- Instruction A -
Please format the rows as a JSON list of strings, one string per line, starting with the first line of the rows and going on through the line with "[221,57,235,81]". Skip blank lines and leave the pictures out.

- Document text -
[BEGIN]
Manufacturers · Analog Way
· Vine
· Extron
· Sony
· Tektronix
Price Guide · Software versions from £150
· Hardware versions £300£
7.15 Data Projectors
Due to the poor performance of scan converters as described in section 7.14
and the desire to share video and computer presentations simultaneously, the
installation of a data projector and screen in medium to large videoconference
suites is becoming the norm. The main criteria for projector selection in the
videoconferencing environment are that it should be bright, (better than 2000
and quiet in operation (less than 45 dBA).
Normal operation of data projection during presentations would require dimming
the room lights however it is a requirement for the videoconferencing cameras
that the participants are adequately lit. Careful consideration of screen position,
lighting, and projector selection can provide high quality projection whilst not
impacting on the transmitted images from the videoconferencing cameras.
The introduction into the videoconferencing environment of any unwanted noise
will have two distinct effects. If the room microphones pick up the noise then it
will be a distraction to the other sites in the conference and may have an impact
on effective video switching during a multisite conference. In addition any
unwanted noise will act as a mask making it difficult for participants in the room
with the projector to hear the audio from other sites. It is essential that the
selected projector is as quiet as possible, in addition housing the projector in an
acoustic baffle may be necessary.
Manufacturers · Epson
· A+K
· Sanyo
· Philips
Price Guide · £2000 upwards
7.16 Video equipment connections
A basic connection diagram for a typical video system is illustrated in Figure 2.
The video feed from the remote site (via the CODEC) provides the principal
conferencing image on the main picture monitor (remote monitor). A switching
preview facility avoids the need to install a picture monitor for each local video
source. The document camera provides the synchronising reference signal for
the other cameras' Genlock units. Distribution amplifiers are used extensively to
distribute the signals.
For larger budget installations a separate picture monitor can be provided for
each vision source and a separate Synchronising Pulse Generator (SPG) can
provide the reference signal for Genlocking.
A separate SPG provides a dedicated reference signal for Genlocking the vision
sources and is a preferred and more reliable method. If the reference is a
document camera and it is inadvertently switched off, then synchronism between
the vision sources would be lost.
The room control system simplifies the operation of the installation by bringing
together control of all the equipment, cameras, document camera, VCR, video
switcher, CODEC, room lighting, etc. onto one control panel. When specifying
equipment consideration should be given to the required number of video
switcher inputs. The ability to connect temporary video equipment into an
additional auxiliary video input may prove useful in specific conferences. Video
sources such as DVD Players, video microscopes and PC scan converters may
all be connected in this way.
Figure 2. Video Equipment Connections
8.1 Introduction
The production of reasonable quality audio is very much more difficult than the
production of acceptable quality video. Even broadcasting professionals are
stretched to produce acceptable results in some situations.
[END]
- Task data -
[BEGIN]
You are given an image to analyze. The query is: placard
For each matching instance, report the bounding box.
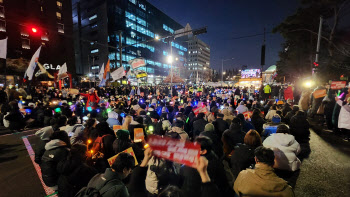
[134,128,145,142]
[331,81,346,90]
[147,135,201,167]
[108,147,139,166]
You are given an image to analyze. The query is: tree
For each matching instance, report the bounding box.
[273,0,350,81]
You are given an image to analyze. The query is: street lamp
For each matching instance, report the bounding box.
[221,57,235,81]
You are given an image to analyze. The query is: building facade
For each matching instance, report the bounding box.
[0,0,75,80]
[73,0,188,83]
[187,36,212,83]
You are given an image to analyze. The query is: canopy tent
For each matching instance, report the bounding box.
[163,75,185,83]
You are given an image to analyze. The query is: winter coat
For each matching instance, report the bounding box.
[88,168,130,197]
[80,93,100,109]
[40,139,69,187]
[192,119,208,139]
[234,164,294,197]
[298,91,311,112]
[231,144,255,178]
[263,133,301,171]
[169,127,190,140]
[251,116,266,134]
[57,156,97,197]
[337,100,350,130]
[34,126,54,164]
[284,86,294,100]
[289,115,310,142]
[265,109,277,120]
[213,118,230,138]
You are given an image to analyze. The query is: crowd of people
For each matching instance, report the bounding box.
[0,82,350,197]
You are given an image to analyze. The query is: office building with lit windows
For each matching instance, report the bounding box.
[187,36,212,82]
[73,0,188,83]
[0,0,76,83]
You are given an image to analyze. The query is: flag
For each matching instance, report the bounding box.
[128,57,146,69]
[111,66,125,81]
[98,63,105,81]
[175,23,192,38]
[103,59,111,79]
[0,38,7,59]
[24,46,41,80]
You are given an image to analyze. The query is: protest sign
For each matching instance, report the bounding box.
[331,81,346,90]
[147,135,201,167]
[134,128,145,142]
[108,147,138,166]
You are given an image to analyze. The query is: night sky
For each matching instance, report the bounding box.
[148,0,298,70]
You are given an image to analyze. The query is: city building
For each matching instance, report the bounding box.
[73,0,188,83]
[187,36,212,82]
[0,0,75,83]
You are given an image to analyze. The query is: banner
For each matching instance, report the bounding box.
[0,38,7,59]
[111,66,125,81]
[147,135,201,167]
[134,128,145,142]
[313,89,327,98]
[103,59,111,79]
[331,81,346,90]
[128,57,146,69]
[24,46,41,80]
[108,147,139,166]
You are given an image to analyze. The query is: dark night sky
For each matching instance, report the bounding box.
[148,0,298,70]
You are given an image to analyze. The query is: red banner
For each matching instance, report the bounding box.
[331,81,346,90]
[147,135,201,167]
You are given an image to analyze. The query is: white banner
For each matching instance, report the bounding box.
[111,66,125,81]
[0,38,7,59]
[24,46,41,80]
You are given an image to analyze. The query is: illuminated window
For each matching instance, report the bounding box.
[56,1,62,10]
[0,20,6,32]
[90,49,98,53]
[56,12,62,20]
[22,38,30,49]
[57,23,64,34]
[89,14,97,21]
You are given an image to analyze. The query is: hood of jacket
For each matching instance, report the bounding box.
[45,139,67,150]
[35,126,54,141]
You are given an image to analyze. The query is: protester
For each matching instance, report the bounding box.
[234,146,294,197]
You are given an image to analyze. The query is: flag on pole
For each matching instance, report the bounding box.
[103,59,111,79]
[98,63,105,81]
[0,38,7,59]
[111,66,125,81]
[24,46,41,80]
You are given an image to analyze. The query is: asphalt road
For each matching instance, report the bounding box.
[0,128,350,197]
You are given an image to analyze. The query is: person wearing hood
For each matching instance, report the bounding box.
[234,146,294,197]
[34,118,57,164]
[168,120,190,140]
[40,131,70,190]
[221,118,245,157]
[263,125,301,171]
[57,144,97,197]
[106,111,121,128]
[80,88,100,109]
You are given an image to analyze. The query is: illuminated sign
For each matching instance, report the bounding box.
[241,69,261,78]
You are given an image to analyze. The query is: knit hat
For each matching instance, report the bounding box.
[272,114,281,123]
[115,129,130,140]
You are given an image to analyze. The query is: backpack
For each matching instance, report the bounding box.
[74,179,123,197]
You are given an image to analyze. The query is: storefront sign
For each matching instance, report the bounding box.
[148,135,201,167]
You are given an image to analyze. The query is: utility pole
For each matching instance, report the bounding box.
[312,16,323,74]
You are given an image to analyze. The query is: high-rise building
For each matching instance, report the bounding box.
[73,0,188,83]
[0,0,75,80]
[187,36,211,82]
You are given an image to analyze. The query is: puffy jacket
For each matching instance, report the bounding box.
[234,164,294,197]
[263,133,301,171]
[40,139,69,187]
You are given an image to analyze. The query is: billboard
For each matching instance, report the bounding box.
[241,69,261,79]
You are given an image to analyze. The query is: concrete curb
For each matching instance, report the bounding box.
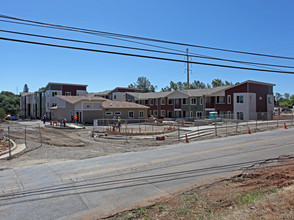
[0,139,26,160]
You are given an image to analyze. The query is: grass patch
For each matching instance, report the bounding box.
[240,192,264,205]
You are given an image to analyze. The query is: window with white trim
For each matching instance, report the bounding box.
[190,98,197,105]
[227,95,231,104]
[196,112,202,118]
[129,111,134,118]
[105,112,112,116]
[237,112,244,120]
[236,95,244,103]
[139,111,144,118]
[216,96,225,104]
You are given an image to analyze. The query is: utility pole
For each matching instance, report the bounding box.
[186,48,190,89]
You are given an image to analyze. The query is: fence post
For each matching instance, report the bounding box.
[38,124,43,147]
[25,125,27,146]
[8,126,11,159]
[178,125,181,141]
[214,116,217,136]
[126,118,128,143]
[226,121,228,135]
[236,121,238,133]
[256,113,258,130]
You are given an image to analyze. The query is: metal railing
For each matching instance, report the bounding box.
[0,123,43,159]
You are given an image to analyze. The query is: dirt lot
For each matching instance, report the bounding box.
[0,121,174,169]
[107,158,294,220]
[0,140,8,153]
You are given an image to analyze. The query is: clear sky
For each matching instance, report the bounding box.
[0,0,294,94]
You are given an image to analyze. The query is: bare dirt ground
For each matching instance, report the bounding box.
[107,157,294,220]
[0,120,174,169]
[0,140,8,153]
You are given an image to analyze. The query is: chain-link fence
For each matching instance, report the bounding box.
[92,112,293,141]
[0,123,43,159]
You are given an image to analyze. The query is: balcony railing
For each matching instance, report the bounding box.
[205,103,215,108]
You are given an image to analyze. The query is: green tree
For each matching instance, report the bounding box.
[128,76,156,92]
[23,84,29,92]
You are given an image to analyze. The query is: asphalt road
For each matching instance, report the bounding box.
[0,129,294,220]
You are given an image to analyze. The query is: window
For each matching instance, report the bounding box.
[216,96,225,104]
[267,96,273,104]
[129,111,134,118]
[139,111,144,118]
[237,95,244,103]
[105,112,112,116]
[227,95,231,104]
[237,112,244,120]
[190,98,197,105]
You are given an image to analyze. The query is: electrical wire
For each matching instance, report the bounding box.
[0,37,294,74]
[0,14,294,60]
[0,29,294,69]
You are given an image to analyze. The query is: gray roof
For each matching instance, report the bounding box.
[88,90,112,97]
[127,86,232,100]
[179,86,232,97]
[127,91,174,100]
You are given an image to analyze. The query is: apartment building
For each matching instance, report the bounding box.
[20,82,87,118]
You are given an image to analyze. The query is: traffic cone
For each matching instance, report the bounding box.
[186,134,189,143]
[284,122,287,129]
[248,126,251,134]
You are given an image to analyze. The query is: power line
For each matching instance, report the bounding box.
[0,37,294,74]
[0,29,294,69]
[0,14,294,60]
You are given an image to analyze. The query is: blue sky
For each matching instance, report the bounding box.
[0,0,294,94]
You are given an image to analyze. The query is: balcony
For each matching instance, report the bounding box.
[205,103,215,108]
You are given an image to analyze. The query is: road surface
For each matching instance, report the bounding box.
[0,129,294,220]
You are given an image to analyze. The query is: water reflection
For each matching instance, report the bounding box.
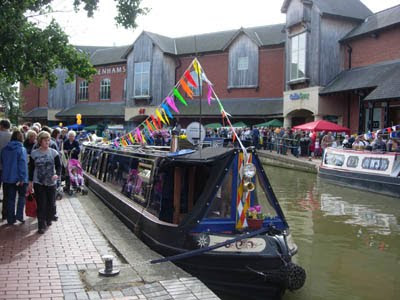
[266,166,400,300]
[321,193,399,235]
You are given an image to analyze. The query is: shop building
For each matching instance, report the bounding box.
[22,0,400,132]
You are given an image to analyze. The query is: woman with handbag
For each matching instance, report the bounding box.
[28,131,61,234]
[1,130,28,225]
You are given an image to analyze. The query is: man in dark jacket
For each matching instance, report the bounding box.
[1,130,28,225]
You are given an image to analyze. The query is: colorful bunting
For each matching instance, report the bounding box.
[179,78,193,99]
[114,59,244,153]
[161,103,174,119]
[150,115,159,130]
[165,97,179,114]
[207,85,212,106]
[183,70,197,88]
[174,88,187,106]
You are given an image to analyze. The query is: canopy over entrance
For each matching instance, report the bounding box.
[293,120,350,133]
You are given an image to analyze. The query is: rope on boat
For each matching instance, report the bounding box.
[150,227,270,264]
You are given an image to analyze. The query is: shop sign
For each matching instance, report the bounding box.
[289,93,310,100]
[97,66,126,75]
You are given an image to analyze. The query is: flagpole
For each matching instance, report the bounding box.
[194,36,203,149]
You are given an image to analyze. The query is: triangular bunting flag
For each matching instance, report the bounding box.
[174,88,187,106]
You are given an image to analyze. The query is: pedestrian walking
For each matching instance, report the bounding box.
[1,130,28,225]
[28,131,61,234]
[0,119,11,220]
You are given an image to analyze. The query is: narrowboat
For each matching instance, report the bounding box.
[318,148,400,198]
[81,143,306,299]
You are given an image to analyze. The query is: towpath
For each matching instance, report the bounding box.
[0,194,218,300]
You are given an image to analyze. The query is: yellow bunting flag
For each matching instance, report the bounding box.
[160,108,170,125]
[128,132,135,144]
[174,88,187,106]
[156,108,167,125]
[193,60,201,75]
[146,119,154,132]
[179,78,193,99]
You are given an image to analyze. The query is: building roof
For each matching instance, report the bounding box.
[90,46,129,66]
[281,0,372,20]
[123,24,285,58]
[176,98,283,119]
[342,5,400,41]
[23,107,47,119]
[320,60,400,100]
[56,102,125,118]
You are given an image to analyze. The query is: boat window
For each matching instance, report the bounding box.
[156,165,210,224]
[90,151,100,176]
[361,157,389,171]
[250,172,277,218]
[346,156,358,168]
[207,167,233,219]
[325,153,345,167]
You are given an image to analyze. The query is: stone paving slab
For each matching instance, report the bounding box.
[0,195,218,300]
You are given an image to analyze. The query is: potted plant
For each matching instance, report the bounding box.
[246,205,265,230]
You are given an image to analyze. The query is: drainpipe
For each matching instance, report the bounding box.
[346,44,353,69]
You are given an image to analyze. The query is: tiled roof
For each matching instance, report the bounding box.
[56,102,125,117]
[124,24,285,57]
[24,107,47,119]
[342,5,400,41]
[173,98,283,120]
[320,60,400,100]
[281,0,372,20]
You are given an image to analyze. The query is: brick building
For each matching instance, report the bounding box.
[22,0,400,132]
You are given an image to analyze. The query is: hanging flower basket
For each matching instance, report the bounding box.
[247,218,264,230]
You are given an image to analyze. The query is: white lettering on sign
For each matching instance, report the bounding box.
[97,66,126,75]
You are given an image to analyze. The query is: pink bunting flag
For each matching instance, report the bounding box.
[165,97,179,114]
[136,128,142,143]
[207,85,212,106]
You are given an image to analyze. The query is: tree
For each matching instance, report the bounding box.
[0,79,22,124]
[0,0,148,87]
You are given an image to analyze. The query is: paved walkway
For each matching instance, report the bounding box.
[0,193,218,300]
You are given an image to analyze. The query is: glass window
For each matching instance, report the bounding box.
[361,157,389,171]
[189,71,203,96]
[290,32,307,80]
[134,62,150,97]
[346,156,358,168]
[207,168,233,219]
[238,56,249,71]
[100,78,111,100]
[250,172,277,218]
[78,80,89,101]
[325,153,345,167]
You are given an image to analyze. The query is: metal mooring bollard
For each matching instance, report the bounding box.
[99,255,119,277]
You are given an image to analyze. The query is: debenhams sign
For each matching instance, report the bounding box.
[97,66,126,75]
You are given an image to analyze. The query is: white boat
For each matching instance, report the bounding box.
[318,148,400,197]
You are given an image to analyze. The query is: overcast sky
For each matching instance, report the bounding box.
[41,0,400,46]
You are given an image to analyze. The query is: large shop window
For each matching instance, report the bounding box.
[290,32,307,80]
[134,61,150,97]
[100,78,111,100]
[78,80,89,101]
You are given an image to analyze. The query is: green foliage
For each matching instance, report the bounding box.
[0,0,148,87]
[0,78,22,124]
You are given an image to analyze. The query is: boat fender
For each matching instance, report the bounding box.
[281,262,306,291]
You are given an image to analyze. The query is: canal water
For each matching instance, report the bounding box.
[265,166,400,300]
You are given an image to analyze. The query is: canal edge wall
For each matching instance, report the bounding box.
[77,191,219,300]
[257,150,320,174]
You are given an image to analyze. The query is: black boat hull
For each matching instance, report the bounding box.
[85,175,305,299]
[318,167,400,198]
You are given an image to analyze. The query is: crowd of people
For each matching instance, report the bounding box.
[0,119,80,234]
[206,126,400,157]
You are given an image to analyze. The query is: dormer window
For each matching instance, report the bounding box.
[290,32,307,81]
[134,61,150,98]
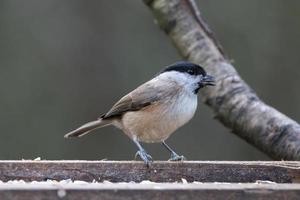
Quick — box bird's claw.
[168,152,186,161]
[135,150,152,167]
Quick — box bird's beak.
[201,75,216,86]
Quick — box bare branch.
[145,0,300,160]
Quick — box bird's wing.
[101,83,174,119]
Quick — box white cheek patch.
[157,71,202,93]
[END]
- Instruction B -
Answer these questions from the videoconferencing text:
(i) What noise level should a data projector stay below?
(ii) In the basic connection diagram, which device provides the synchronising reference signal for the other cameras' Genlock units?
(iii) What is the price guide for data projectors?

- Result A -
[
  "You are given an image to analyze. The query is: placard",
  "For each matching instance, report the bounding box.",
  "[134,128,145,142]",
  "[331,81,346,90]",
  "[147,135,201,167]",
  "[108,147,139,166]",
  "You are given an image to analyze. The query is: tree",
  "For each matching instance, report the bounding box.",
  "[273,0,350,81]",
  "You are given an image to analyze. The query is: street lamp",
  "For each matching instance, report the bounding box.",
  "[221,57,235,81]"
]

- Result B -
(i) Less than 45 dBA.
(ii) The document camera.
(iii) £2000 upwards.